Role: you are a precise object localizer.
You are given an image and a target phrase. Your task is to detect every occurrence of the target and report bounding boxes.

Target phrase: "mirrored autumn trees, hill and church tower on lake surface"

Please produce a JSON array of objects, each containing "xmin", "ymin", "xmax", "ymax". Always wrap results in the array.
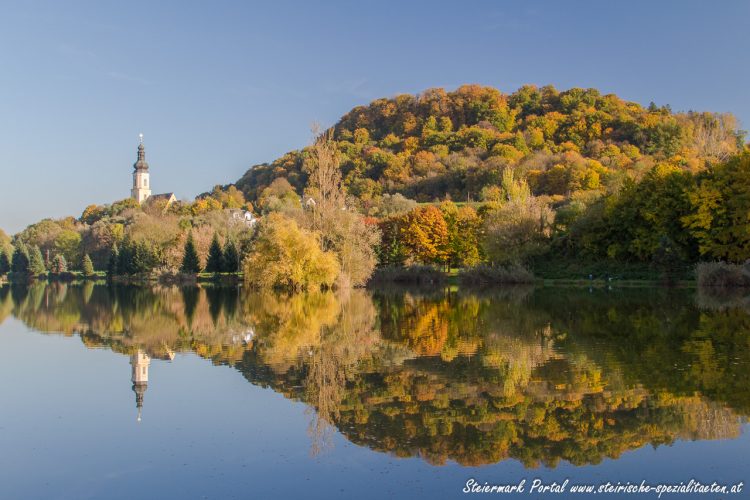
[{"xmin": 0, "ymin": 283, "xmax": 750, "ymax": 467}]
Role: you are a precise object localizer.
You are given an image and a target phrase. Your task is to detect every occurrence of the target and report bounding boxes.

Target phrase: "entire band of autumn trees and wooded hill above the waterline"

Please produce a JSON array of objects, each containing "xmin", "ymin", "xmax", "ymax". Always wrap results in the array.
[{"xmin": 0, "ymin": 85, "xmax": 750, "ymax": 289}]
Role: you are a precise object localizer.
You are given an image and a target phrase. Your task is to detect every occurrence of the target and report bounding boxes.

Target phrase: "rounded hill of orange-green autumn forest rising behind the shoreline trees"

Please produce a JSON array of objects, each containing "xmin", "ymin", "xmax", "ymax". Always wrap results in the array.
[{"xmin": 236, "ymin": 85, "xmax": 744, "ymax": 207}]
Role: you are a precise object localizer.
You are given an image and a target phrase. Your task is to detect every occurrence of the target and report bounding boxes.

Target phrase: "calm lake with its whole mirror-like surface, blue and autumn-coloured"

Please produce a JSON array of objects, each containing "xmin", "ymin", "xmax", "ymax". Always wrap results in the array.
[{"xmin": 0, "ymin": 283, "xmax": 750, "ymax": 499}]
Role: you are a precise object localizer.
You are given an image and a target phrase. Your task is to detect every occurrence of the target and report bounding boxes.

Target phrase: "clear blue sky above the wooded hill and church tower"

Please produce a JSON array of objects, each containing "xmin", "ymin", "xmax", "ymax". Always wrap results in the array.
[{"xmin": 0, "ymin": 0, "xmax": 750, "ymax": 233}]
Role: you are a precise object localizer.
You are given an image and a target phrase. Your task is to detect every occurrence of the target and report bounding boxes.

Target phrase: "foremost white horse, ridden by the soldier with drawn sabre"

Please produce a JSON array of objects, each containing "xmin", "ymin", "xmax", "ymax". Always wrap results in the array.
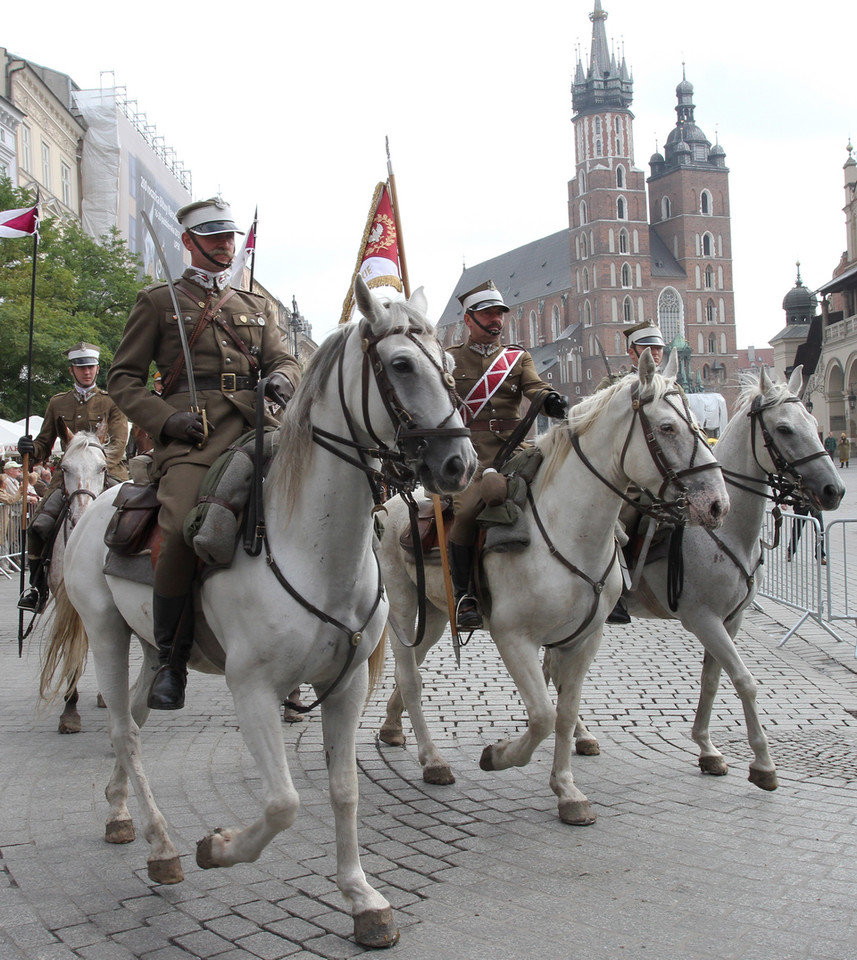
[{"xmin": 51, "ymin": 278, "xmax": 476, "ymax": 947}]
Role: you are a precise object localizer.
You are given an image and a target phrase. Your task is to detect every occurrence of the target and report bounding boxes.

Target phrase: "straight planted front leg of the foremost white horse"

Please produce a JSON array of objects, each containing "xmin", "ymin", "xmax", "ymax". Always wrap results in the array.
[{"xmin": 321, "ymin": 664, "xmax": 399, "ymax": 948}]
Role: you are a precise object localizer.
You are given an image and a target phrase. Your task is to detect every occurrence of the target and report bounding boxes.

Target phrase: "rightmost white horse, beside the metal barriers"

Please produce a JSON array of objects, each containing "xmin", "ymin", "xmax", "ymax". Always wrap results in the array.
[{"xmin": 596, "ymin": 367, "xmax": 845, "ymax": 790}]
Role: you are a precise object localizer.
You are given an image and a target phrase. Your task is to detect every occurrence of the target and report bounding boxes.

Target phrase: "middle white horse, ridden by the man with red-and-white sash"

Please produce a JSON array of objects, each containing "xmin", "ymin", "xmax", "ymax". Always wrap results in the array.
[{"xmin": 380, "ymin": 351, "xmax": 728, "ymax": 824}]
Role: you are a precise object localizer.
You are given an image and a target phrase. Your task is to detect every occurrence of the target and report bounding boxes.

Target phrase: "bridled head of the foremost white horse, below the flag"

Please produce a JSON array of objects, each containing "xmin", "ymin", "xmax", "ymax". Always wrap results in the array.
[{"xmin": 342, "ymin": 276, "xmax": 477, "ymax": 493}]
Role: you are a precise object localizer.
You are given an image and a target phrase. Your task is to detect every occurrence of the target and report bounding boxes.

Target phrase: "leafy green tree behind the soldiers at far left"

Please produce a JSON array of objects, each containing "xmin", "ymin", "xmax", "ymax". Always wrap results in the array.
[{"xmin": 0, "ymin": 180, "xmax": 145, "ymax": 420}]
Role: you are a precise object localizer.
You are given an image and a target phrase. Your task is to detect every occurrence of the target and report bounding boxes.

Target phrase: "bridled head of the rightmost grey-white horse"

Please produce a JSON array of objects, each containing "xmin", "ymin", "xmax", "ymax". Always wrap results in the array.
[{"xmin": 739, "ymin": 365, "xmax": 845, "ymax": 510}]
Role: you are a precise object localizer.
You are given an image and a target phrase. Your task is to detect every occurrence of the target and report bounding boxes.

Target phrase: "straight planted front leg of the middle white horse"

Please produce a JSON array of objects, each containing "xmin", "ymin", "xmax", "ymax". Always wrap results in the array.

════════

Count the lines above holding "trees". Give only the number.

3